• Passage shown:
+ + + + + + +

The route composes stored thread memory with any client-provided history before invoking the inherited LangGraph agent.

stored_history = await memory.get_history(payload.thread_id)
history = [*stored_history, *(item.model_dump() for item in payload.history)]

async for event in agent.run(
    payload.prompt,
    options=AgentRunOptions(
        temperature=payload.temperature,
        max_tokens=payload.max_tokens,
        history=history,
    ),
    cancel_event=cancel_event,
):
    yield _sse(event.name, event.data)

After the stream completes, the route saves the new turn. It stores only the assistant answer text, not the operational metrics footer.

retained = await memory.append_turn(
    payload.thread_id,
    user=payload.prompt,
    assistant="".join(assistant_chunks).strip(),
)

yield _sse(
    "status",
    {
        "phase": "memory_saved",
        "threadId": payload.thread_id,
        "messages": retained,
    },
)

The inherited prompt builder from Cookbook #4 already knows how to use recent history. If history exists, it wraps the current prompt with conversation context:

if history:
    recent = history[-6:]
    context = "\n".join(
        f"{item['role']}: {item['content'][:800]}"
        for item in recent
        if item.get("content")
    )
    prompt = (
        "Recent conversation context:\n"
        f"{context}\n\nCurrent user request:\n{prompt}\n\n"
        "Resolve references like 'that topic' from the recent conversation."
    )

That is the production move: memory stays outside the FastAPI transport layer, but the route remains explicit about when memory is loaded and saved.

Configuration

Env var	Default	Purpose
`NEBIUS_API_KEY`	required	Nebius API key.
`NEBIUS_BASE_URL`	`https://api.studio.nebius.ai/v1/`	OpenAI-compatible Nebius endpoint.
`NEBIUS_MODEL`	`meta-llama/Llama-3.3-70B-Instruct`	Chat model.
`DIRECT_RESPONSE_MAX_TOKENS`	`384`	Fast-path output cap inherited from Cookbook #4.
`DELIBERATE_RESPONSE_MAX_TOKENS`	`700`	Deliberate-path output cap inherited from Cookbook #4.
`FIRST_TOKEN_TARGET_MS`	`1200`	Target exposed in routing status events.
`CORS_ORIGINS`	`http://localhost:3000`	Browser allowlist.
`LOG_LEVEL`	`info`	Structured logging level.

Design Decisions

Thread memory is scoped by thread_id. The server does not try to infer continuity from IP address, cookies, or prompt content. The client or application layer owns the conversation id.

Memory is process-local in this recipe. That keeps the first memory cookbook runnable in minutes and makes the concept easy to inspect. It also means memory disappears on restart and is not shared across replicas. Cookbook #6 introduces durable user memory with Postgres.

Recall is bounded. The store keeps a maximum of 12 messages per thread and the prompt builder uses only recent history. Unbounded transcript replay is a hidden latency and cost bug.

+ + + + + + +

• Material supplied:

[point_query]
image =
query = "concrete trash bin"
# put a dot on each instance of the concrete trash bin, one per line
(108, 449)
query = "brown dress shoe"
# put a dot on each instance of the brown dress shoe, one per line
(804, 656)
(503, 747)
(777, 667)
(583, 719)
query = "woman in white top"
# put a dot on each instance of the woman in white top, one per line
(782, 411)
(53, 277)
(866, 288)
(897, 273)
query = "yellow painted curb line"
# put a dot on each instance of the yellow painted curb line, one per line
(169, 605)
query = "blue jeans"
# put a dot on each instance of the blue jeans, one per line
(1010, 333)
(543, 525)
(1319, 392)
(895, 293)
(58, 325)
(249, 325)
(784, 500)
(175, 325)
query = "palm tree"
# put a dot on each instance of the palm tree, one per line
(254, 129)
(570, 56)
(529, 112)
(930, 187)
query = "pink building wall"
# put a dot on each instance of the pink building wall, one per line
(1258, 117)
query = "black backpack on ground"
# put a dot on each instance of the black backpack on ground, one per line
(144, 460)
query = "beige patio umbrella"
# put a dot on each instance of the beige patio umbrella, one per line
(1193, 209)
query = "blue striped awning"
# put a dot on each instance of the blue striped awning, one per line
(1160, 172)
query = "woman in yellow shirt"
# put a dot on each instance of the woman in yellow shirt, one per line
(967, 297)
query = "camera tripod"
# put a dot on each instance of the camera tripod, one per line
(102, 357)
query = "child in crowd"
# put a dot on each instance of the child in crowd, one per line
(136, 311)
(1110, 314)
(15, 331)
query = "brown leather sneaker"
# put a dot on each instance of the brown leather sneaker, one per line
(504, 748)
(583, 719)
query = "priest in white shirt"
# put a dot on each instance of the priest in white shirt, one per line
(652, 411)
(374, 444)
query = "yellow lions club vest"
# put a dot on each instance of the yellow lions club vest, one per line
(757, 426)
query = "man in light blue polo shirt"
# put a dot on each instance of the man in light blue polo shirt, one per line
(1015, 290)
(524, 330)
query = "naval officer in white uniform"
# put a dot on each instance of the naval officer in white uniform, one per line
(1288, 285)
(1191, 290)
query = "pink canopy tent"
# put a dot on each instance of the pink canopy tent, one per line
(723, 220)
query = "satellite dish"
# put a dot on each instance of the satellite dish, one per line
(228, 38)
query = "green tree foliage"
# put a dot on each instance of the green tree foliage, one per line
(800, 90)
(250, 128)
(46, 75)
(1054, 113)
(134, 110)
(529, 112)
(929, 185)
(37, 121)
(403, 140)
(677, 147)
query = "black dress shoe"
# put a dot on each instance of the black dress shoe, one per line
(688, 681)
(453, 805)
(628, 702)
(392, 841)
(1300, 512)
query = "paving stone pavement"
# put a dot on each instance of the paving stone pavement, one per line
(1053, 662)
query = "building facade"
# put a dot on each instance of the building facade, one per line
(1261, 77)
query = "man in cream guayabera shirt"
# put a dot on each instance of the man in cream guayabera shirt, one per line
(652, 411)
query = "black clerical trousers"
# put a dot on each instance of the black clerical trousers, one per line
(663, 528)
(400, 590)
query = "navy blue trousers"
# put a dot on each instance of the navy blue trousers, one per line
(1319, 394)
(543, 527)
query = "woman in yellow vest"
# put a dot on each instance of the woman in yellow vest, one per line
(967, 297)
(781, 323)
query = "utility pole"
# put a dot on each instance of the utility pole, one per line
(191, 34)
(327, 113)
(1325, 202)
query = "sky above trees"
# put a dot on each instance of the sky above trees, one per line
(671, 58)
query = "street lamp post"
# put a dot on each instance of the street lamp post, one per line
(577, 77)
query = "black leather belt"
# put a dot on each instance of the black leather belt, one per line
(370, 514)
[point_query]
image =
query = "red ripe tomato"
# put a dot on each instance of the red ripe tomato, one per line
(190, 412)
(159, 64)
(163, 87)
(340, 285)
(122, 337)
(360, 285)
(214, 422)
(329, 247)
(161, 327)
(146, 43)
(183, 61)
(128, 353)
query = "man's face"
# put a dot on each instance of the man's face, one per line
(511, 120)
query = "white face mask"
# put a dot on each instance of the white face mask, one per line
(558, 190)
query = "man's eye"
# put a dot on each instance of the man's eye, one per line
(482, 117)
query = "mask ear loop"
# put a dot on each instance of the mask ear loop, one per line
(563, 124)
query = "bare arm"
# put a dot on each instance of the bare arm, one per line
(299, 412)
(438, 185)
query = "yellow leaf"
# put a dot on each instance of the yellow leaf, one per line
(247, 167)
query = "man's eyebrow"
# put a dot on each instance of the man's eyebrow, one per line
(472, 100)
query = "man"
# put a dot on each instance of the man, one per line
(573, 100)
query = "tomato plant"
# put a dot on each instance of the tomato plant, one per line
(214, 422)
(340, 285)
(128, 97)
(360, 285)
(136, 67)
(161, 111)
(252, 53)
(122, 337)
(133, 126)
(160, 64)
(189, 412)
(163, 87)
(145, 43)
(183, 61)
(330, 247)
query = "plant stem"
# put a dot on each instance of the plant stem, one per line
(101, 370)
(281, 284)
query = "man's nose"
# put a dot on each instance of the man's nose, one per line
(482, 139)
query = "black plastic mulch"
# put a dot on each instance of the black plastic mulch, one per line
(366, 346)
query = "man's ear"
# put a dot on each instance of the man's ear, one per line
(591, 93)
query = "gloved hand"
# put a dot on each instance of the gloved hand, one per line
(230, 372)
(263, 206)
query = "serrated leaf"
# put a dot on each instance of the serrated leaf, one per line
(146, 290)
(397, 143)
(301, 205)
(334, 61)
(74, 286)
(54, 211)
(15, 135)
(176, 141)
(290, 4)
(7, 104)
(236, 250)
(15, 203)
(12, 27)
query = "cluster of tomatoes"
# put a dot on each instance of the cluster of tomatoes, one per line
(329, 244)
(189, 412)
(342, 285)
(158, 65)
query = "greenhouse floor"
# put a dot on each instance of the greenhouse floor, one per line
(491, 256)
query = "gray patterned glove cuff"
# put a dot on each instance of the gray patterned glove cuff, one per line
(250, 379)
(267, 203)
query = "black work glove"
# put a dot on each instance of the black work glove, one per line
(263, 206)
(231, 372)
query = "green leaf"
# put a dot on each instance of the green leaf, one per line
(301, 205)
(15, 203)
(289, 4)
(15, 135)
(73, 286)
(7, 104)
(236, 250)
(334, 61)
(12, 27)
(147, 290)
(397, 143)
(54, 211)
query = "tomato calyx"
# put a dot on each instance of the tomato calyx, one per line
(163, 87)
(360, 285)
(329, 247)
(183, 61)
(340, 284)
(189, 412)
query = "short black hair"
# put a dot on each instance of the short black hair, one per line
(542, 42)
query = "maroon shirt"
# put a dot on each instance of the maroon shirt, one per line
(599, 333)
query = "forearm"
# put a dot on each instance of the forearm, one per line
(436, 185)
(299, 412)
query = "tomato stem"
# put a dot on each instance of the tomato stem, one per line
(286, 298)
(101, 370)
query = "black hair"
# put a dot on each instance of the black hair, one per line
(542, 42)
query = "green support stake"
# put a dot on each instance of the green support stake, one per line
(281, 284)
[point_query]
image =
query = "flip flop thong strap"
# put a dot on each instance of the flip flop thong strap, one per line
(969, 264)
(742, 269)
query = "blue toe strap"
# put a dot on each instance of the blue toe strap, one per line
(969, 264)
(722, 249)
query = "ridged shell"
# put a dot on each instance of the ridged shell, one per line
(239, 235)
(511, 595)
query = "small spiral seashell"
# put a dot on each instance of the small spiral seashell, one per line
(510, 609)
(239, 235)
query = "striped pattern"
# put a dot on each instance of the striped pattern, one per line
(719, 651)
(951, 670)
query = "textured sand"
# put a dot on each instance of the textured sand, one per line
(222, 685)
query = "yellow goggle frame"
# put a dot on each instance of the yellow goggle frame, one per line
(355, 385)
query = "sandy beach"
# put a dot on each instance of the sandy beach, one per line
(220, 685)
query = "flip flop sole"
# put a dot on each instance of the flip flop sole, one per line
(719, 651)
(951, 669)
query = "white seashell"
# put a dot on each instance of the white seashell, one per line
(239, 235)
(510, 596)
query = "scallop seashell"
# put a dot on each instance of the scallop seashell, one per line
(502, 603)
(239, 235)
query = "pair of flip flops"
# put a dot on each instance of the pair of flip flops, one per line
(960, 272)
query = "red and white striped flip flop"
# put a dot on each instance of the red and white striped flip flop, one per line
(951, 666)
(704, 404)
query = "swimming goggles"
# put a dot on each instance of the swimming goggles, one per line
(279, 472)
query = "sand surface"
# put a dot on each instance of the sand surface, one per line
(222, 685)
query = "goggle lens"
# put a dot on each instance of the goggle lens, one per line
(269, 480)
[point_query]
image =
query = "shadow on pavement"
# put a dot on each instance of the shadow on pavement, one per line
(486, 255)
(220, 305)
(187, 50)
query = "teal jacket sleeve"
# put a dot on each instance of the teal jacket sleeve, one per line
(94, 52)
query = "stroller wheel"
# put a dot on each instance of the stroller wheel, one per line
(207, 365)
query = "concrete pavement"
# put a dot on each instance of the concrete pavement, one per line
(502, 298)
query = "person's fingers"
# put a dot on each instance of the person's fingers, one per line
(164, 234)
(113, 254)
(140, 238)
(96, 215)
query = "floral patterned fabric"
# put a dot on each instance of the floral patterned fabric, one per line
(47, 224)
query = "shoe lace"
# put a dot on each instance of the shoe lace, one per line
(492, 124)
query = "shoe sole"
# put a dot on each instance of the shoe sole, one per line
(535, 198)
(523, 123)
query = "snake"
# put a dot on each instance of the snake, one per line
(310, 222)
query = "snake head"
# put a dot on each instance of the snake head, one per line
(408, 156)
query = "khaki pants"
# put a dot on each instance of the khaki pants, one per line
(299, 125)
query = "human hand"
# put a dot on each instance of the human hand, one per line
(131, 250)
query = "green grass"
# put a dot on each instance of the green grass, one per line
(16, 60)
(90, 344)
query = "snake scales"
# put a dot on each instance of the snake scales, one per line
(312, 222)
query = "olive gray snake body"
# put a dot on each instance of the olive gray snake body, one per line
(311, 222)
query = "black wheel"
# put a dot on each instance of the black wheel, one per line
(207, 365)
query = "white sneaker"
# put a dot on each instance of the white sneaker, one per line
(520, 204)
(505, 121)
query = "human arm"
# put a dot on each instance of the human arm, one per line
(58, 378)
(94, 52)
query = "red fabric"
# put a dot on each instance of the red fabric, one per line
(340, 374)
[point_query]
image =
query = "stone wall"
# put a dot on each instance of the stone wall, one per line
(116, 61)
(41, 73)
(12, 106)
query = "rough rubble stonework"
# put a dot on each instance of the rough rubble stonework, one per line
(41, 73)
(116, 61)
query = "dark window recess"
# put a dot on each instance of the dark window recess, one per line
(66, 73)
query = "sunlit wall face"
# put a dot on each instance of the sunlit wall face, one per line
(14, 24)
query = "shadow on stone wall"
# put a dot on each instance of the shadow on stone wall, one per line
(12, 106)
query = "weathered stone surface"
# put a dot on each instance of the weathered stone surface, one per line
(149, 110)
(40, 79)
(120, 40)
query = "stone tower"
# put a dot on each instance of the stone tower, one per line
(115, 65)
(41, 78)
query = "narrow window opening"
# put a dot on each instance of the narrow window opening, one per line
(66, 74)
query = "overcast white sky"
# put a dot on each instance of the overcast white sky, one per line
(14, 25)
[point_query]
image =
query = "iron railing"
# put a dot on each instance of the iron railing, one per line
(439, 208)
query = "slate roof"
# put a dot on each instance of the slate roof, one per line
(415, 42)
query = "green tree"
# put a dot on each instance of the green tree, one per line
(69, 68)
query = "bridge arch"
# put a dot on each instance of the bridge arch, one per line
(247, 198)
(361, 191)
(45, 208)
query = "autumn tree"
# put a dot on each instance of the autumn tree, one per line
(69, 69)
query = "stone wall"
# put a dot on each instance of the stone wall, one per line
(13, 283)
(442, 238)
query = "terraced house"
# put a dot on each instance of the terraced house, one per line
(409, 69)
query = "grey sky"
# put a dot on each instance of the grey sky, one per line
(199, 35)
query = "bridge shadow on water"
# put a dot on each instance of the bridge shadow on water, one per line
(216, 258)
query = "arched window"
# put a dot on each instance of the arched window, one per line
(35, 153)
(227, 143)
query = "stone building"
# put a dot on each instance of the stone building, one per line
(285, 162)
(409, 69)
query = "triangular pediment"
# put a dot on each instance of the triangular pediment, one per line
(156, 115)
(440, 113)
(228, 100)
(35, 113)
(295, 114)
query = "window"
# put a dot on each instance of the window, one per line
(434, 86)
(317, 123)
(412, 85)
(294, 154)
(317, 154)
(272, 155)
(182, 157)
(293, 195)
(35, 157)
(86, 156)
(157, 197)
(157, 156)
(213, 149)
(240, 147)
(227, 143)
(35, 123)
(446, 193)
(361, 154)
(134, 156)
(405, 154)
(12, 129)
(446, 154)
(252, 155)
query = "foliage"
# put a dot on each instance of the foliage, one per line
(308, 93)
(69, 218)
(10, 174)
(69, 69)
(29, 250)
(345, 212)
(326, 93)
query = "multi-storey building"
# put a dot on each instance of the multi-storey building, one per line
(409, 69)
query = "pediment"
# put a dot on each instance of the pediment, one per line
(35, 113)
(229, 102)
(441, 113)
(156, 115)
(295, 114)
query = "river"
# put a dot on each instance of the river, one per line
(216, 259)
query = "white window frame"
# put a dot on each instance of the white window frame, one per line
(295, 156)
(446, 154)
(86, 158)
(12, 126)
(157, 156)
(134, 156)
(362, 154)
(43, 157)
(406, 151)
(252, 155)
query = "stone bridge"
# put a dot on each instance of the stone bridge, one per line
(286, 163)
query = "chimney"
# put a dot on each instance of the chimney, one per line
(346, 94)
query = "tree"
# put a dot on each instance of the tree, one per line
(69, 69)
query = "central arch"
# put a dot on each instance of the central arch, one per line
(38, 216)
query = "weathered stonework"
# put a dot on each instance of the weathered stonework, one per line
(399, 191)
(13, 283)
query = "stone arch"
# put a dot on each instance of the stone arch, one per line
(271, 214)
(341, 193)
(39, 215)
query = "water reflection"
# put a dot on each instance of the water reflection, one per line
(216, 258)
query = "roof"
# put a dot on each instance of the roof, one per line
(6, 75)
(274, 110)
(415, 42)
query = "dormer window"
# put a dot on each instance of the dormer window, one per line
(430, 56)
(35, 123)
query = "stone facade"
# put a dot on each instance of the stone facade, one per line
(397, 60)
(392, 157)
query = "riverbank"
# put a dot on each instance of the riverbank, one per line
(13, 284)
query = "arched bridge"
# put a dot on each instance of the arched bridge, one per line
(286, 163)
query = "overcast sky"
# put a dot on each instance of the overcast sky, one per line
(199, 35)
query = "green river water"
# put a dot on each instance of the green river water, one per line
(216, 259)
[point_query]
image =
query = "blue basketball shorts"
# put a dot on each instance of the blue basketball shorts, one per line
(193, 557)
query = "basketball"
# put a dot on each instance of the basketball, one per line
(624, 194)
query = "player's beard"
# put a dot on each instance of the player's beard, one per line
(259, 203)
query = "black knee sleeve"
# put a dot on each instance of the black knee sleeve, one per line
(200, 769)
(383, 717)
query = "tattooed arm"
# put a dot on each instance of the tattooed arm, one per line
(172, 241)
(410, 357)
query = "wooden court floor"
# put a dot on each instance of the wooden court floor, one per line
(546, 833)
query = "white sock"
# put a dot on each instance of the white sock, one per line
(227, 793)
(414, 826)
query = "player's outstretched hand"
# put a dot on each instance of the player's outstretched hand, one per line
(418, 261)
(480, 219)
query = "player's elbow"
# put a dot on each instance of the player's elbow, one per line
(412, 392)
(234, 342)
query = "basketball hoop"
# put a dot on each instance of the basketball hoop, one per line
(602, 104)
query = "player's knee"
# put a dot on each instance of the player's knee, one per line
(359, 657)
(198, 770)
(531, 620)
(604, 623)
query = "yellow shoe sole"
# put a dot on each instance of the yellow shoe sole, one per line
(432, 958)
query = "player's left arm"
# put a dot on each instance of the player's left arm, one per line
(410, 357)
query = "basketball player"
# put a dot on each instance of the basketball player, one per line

+ + + + + + +

• Your tasks:
• a. List every environment variable named in the configuration table of the thread-memory write-up.
• b. According to the thread-memory write-up, how many messages per thread does the store keep at most?
• c. Carry the thread-memory write-up forward from where it stops.

• Answers below:
• a.
NEBIUS_API_KEY
NEBIUS_BASE_URL
NEBIUS_MODEL
DIRECT_RESPONSE_MAX_TOKENS
DELIBERATE_RESPONSE_MAX_TOKENS
FIRST_TOKEN_TARGET_MS
CORS_ORIGINS
LOG_LEVEL

• b. 12 messages.

• c.
The route emits memory phases. memory_loaded and memory_saved make memory behavior observable in the SSE stream and web playground.

Production Checklist

Derive thread_id from an authenticated session or server-created conversation id.
Do not let users read or delete arbitrary thread ids without authorization.
Move thread state to a shared store before running multiple replicas.
Add summarization once long threads exceed the prompt budget.
Keep memory writes after successful model completion so failed runs do not pollute context.
Redact sensitive content before storing thread messages if your product accepts PII.

Failure Modes

Symptom	Likely cause	Handling
Follow-up loses context	Client changed `thread_id`	Keep one stable id per conversation.
Different users see shared context	Thread ids are guessable or reused	Generate ids server-side and authorize access.
Memory disappears after deploy	Process-local store restarted	Move persistence to a database-backed checkpoint or store.
Latency grows over time	Too much transcript replay	Trim, summarize, or cap recent messages.
Bad answer becomes future context	Failed run was stored	Store only after successful completion and consider moderation before save.

Test It

uv run pytest
uv run ruff check
uv run ruff format --check

The tests mock the Nebius streaming endpoint with respx. They verify that a second request with the same thread_id receives stored context and that DELETE /threads/{thread_id} clears it.

Going Further

Add summarization once thread state grows beyond the context budget.
Store checkpoints in Postgres for durable thread continuity.
Derive thread_id from an authenticated session rather than trusting arbitrary client input.
Add UI affordances for starting and clearing conversations.
Continue to Cookbook #6 for durable user memory across threads.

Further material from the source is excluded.